### EXERCISE BRIEF
Rewrite the listing below, replacing each occurrence of "spot each instance with one pin" with "mark every instance with a single point" and keeping every other line unchanged.

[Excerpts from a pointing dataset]

<<<<

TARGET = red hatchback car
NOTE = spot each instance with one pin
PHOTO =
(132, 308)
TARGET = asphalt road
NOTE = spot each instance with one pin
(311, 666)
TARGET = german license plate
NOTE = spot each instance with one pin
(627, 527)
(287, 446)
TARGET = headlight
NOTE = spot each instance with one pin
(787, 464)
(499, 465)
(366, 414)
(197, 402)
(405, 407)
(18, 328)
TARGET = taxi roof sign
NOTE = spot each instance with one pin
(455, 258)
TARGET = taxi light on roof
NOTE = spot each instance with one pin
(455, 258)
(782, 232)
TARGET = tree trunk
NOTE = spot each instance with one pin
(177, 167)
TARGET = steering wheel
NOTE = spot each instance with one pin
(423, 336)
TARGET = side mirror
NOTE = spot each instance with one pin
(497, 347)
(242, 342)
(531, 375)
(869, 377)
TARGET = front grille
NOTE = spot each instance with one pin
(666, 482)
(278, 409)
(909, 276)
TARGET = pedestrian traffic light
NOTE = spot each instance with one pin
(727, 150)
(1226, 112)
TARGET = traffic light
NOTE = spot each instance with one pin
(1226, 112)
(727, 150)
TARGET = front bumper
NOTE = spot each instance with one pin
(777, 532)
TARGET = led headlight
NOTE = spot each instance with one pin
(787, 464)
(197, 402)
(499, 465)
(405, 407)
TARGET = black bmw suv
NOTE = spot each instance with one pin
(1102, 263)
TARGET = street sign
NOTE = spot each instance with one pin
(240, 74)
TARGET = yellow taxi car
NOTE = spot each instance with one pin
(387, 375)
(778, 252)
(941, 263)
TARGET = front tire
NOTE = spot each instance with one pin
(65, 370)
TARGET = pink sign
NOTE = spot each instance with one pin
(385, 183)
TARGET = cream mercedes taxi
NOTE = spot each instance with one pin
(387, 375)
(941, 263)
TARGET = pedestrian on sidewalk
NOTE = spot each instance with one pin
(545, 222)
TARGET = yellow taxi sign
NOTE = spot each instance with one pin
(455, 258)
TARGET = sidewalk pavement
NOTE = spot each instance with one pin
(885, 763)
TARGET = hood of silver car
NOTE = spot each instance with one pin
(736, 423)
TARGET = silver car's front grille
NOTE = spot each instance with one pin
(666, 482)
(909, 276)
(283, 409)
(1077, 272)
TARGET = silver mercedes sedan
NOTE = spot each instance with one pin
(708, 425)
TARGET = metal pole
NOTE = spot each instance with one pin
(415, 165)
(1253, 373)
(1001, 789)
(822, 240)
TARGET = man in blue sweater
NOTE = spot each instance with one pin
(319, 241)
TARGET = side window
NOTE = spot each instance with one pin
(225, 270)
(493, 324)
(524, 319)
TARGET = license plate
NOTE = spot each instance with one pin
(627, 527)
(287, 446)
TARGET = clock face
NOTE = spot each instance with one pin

>>>>

### SOLUTION FOR THIS TASK
TARGET = red hatchback car
NOTE = mark every instance with a single point
PHOTO =
(132, 308)
TARGET = asphalt road
NOTE = mark every instance with a single point
(311, 666)
TARGET = german license plate
NOTE = mark every instance with a single point
(627, 527)
(287, 446)
TARGET = headlight
NOTE = mark every instance with a single point
(787, 464)
(499, 465)
(366, 414)
(197, 402)
(405, 407)
(18, 328)
TARGET = taxi roof sign
NOTE = mark every instance with a single point
(455, 258)
TARGET = taxi light on roof
NOTE = mark every instance with a single point
(455, 258)
(782, 232)
TARGET = tree trunk
NOTE = mark every instance with a single point
(177, 167)
TARGET = steering wheel
NOTE = mark every instance with a single point
(423, 336)
TARGET = side mirror
NOTE = mark every instance with a single point
(497, 347)
(242, 342)
(531, 375)
(869, 377)
TARGET = front grille
NOTE = mark every instance with a single point
(666, 482)
(278, 409)
(909, 276)
TARGET = pedestrian traffic light
NOTE = mark every instance with a single point
(727, 150)
(1226, 112)
TARGET = traffic light
NOTE = mark every instance with a single point
(1226, 112)
(727, 150)
TARGET = front bumper
NOTE = mark every instance with a single point
(777, 532)
TARGET = led headlight
NOTE = mark every instance with a single point
(787, 464)
(197, 402)
(499, 465)
(405, 407)
TARGET = black bmw suv
NOTE = mark every instance with a single point
(1102, 263)
TARGET = street sign
NOTE = mark every instance with a single point
(240, 74)
TARGET = yellow taxi car
NOTE = mark every instance with a single point
(387, 375)
(778, 252)
(941, 263)
TARGET = front tire
NOTE = mark every instance with a single point
(65, 370)
TARGET = pink sign
NOTE = mark every instance with a single point
(385, 183)
TARGET = cream mercedes taxi
NOTE = mark every instance with a single point
(387, 375)
(941, 263)
TARGET = pedestrian on sidewalk
NOTE = mark every instance with a single point
(545, 222)
TARGET = yellow taxi sign
NOTE = mark every instance with a single point
(455, 258)
TARGET = sidewalk pavement
NOTE = mark every instance with a single point
(885, 763)
TARGET = hood of silver car
NOTE = mark every instance with a single point
(736, 423)
TARGET = silver car's front grille
NOTE = mark every instance with a single point
(666, 482)
(909, 276)
(283, 409)
(1077, 272)
TARGET = silver mercedes sedan
NOTE = mark every instance with a single point
(708, 425)
TARGET = metal pole
NOTE = mark every instance with a single point
(415, 165)
(1253, 373)
(1001, 789)
(822, 240)
TARGET = man in blue sweater
NOTE = mark every instance with a single point
(319, 241)
TARGET = side window
NOTE = mark every instance with a single point
(225, 270)
(493, 324)
(524, 319)
TARGET = license plate
NOTE = mark every instance with a single point
(627, 527)
(287, 446)
TARGET = clock face
NOTE = mark every instance with a single point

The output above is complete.